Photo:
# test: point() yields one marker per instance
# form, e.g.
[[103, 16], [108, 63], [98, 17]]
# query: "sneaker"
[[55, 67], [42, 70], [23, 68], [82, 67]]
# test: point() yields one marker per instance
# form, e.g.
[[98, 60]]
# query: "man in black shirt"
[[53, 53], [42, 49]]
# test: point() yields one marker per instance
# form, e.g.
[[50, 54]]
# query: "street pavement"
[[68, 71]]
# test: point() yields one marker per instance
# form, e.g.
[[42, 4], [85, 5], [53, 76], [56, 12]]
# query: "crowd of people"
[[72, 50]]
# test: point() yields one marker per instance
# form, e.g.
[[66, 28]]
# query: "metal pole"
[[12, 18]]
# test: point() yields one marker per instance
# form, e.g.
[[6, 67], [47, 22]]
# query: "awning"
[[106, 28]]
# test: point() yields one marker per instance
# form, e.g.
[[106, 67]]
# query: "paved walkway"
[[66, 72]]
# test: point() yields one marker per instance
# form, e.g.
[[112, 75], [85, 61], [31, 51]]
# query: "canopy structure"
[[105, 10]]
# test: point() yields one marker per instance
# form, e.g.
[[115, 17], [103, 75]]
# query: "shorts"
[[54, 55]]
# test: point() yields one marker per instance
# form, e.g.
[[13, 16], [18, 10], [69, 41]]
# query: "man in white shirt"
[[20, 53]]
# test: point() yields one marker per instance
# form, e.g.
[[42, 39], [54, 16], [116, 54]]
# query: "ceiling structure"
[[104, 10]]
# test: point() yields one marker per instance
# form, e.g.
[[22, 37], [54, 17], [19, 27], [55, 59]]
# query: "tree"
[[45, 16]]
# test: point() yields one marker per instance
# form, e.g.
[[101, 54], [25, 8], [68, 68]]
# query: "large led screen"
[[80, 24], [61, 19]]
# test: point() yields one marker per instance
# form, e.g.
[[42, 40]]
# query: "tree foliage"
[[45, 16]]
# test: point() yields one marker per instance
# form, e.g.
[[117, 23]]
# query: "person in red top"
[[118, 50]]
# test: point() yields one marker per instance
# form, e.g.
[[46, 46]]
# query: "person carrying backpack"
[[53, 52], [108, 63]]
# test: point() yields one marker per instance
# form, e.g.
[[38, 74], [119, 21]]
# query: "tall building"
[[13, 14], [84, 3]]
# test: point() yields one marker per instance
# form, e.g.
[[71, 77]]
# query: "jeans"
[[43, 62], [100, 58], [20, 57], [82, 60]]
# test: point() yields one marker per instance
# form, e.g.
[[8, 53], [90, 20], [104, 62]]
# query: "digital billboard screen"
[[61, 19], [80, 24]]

************

**What to produce:** This exercise calls for every record to be restated word for word.

**Response to this exercise:**
Photo:
# test: point() yields one marker per instance
# form, e.g.
[[103, 16], [108, 63], [98, 17]]
# query: "sneaker"
[[55, 67], [42, 70], [23, 68], [82, 67]]
# test: point() yields one marker per instance
# form, e.g.
[[98, 60]]
# query: "man in black shirt"
[[53, 53], [42, 49]]
# test: point() yields one marker per instance
# form, e.g.
[[50, 54]]
# query: "street pavement"
[[68, 71]]
# test: point() yields one marker per instance
# form, e.g.
[[42, 4], [85, 5], [53, 76], [56, 12]]
# query: "crowd of people"
[[72, 50]]
# test: point() yields one marker per instance
# form, e.g.
[[66, 28]]
# query: "metal pole"
[[12, 18]]
# test: point() yields one marker per instance
# form, e.g.
[[6, 67], [47, 22]]
# query: "awning"
[[106, 28]]
# test: point() yields one marker per instance
# form, e.g.
[[106, 67]]
# query: "paved walkway"
[[66, 72]]
# test: point() yields one marker per instance
# form, e.g.
[[112, 75], [85, 61], [31, 51]]
# query: "canopy structure"
[[105, 10]]
# test: point() yields one marker per instance
# form, e.g.
[[115, 17], [103, 75]]
# query: "shorts"
[[54, 55]]
# test: point() yields one marker per instance
# form, e.g.
[[13, 16], [18, 10], [69, 41]]
# query: "man in white shirt"
[[20, 53]]
# test: point() yields one marker per instance
# form, e.g.
[[42, 39], [54, 16], [116, 54]]
# query: "ceiling structure"
[[104, 10]]
# test: point() yields one marker per instance
# form, e.g.
[[22, 37], [54, 17], [19, 27], [55, 59]]
# query: "tree"
[[45, 16]]
# test: point() yields one marker per instance
# form, e.g.
[[101, 54], [25, 8], [68, 68]]
# query: "large led screen"
[[80, 24], [61, 19]]
# test: point() yields one marker per instance
# form, e.g.
[[42, 40]]
# query: "tree foliage"
[[45, 16]]
# test: point() yields one marker per instance
# form, e.g.
[[117, 23]]
# query: "person in red top"
[[118, 50]]
# test: point() yields one marker per instance
# form, e.g.
[[46, 46]]
# query: "person carrying backpack"
[[53, 52], [108, 63]]
# test: point() yields one marker per instance
# form, e.g.
[[38, 74], [119, 21]]
# query: "tall building"
[[13, 14], [84, 3]]
# test: point() yields one marker per instance
# form, e.g.
[[71, 77]]
# query: "jeans"
[[43, 62], [100, 58], [20, 57], [82, 60]]
# test: point() yields one marker per instance
# form, e.g.
[[8, 53], [90, 20], [104, 62]]
# query: "digital billboard screen"
[[61, 19], [80, 24]]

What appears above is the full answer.